Hand aufs Herz - für Motorengourmets ist dieser Antrieb nicht die erste Wahl. Aber das Ziel lautet ja auch, den Vierhunderter über seine gesamte Lebensdauer möglichst häufig elektrisch zu fahren, was den Verbrenner an Relevanz verlieren lässt. Und dann fährt der PHEV geschliffen-homogen, weil ja auch keine Übersetzungswechsel nötig werden. Doch auch im hybridischen Betrieb gönnt er sich meist keine überlangen Zugkraftpausen und legt bei Lastanforderung hurtig los. Immerhin müssen beide Aggregate, also Elektromotor und Verbrenner, unter einen Hut gebracht werden. Und der Neunstufenautomat ist in diesem Maschinenensemble ja auch noch vorhanden. Da bleibt die eine oder andere Gedenksekunde bei spontan gegebenen Befehlen kaum aus.
..........
Zu lösende Aufgaben:
(a) Welches Getriebe ist laut dem Auszug über den Plug-in-Hybridantrieb neben Elektromotor und Verbrenner noch vorhanden?
(b) Schreibe die Fortsetzung des Auszugs über den Plug-in-Hybridantrieb im Anschluss an seinen letzten Satz.

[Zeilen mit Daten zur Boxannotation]
..........
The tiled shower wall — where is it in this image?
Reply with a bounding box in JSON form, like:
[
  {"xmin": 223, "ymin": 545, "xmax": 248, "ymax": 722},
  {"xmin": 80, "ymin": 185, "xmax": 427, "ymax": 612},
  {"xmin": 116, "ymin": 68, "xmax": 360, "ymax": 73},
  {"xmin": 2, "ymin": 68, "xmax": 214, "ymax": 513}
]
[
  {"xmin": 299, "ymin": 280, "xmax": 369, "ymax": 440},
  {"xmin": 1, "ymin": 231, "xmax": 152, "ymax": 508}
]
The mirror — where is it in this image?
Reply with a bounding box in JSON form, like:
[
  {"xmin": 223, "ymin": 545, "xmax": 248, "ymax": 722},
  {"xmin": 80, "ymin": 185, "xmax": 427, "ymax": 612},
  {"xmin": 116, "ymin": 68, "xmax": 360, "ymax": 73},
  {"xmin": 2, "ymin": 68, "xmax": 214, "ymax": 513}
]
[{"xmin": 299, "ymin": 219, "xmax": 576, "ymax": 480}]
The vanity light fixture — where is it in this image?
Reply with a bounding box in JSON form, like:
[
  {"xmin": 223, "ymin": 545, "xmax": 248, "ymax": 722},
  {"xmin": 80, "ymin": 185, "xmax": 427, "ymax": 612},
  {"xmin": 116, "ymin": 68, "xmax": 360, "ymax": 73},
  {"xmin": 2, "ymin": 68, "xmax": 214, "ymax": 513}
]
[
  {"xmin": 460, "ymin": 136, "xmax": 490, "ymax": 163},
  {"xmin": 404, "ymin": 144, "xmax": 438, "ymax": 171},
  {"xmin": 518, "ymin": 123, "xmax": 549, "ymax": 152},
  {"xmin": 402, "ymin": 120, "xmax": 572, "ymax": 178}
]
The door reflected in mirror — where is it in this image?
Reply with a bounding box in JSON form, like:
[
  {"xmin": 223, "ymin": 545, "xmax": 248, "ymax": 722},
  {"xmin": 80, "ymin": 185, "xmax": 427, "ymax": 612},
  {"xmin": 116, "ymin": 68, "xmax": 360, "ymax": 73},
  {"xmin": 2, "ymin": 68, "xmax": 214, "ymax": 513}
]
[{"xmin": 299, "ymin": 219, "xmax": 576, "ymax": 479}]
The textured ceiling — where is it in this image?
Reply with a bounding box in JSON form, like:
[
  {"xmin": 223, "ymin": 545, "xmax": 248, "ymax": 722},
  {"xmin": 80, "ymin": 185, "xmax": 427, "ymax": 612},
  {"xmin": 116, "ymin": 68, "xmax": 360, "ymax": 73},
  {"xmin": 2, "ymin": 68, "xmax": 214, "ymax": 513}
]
..........
Antworten je Aufgabe:
(a) Ein Neunstufenautomat.

(b)
Das GLE Coupé weist einen sieben Zentimeter kürzeren Radstand auf als der konventionelle GLE.
(Foto: Patrick Broich)
Nach ein paar Hundert Meilen werde ich allerdings neugierig, muss doch einmal wechseln in das Lager der Sechszylinder-Feinschmecker. Einen GLE 450 haben die Schwaben nämlich auch noch mitgebracht. Ich bekomme ein Coupé ab. Weil die Ingenieure den elektrifizierten Reihensechszylinder zwecks Anpassung der Abgasnormen noch einmal auf den Kopf gestellt haben, leistet er inzwischen üppige 381 plus 20 statt 367 plus 22 PS. Schade, dass er sich das klassische Geräusch des Ritzelstarters verkneift, sondern vom (ebenfalls überarbeiteten) Kurbelwellenstarter so vehement angeschoben wird, dass er einfach nur "anploppt". Der Verbrenner ist auf Knopfdruck schlicht da oder eben wieder weg, orgelt nicht, erwacht ganz unspektakulär.
Der Reihensechszylinder ist ein Traum

Der sämig laufende Reihensechszylinder ist eines der feinsten Triebwerke im Konzern.
(Foto: Mercedes)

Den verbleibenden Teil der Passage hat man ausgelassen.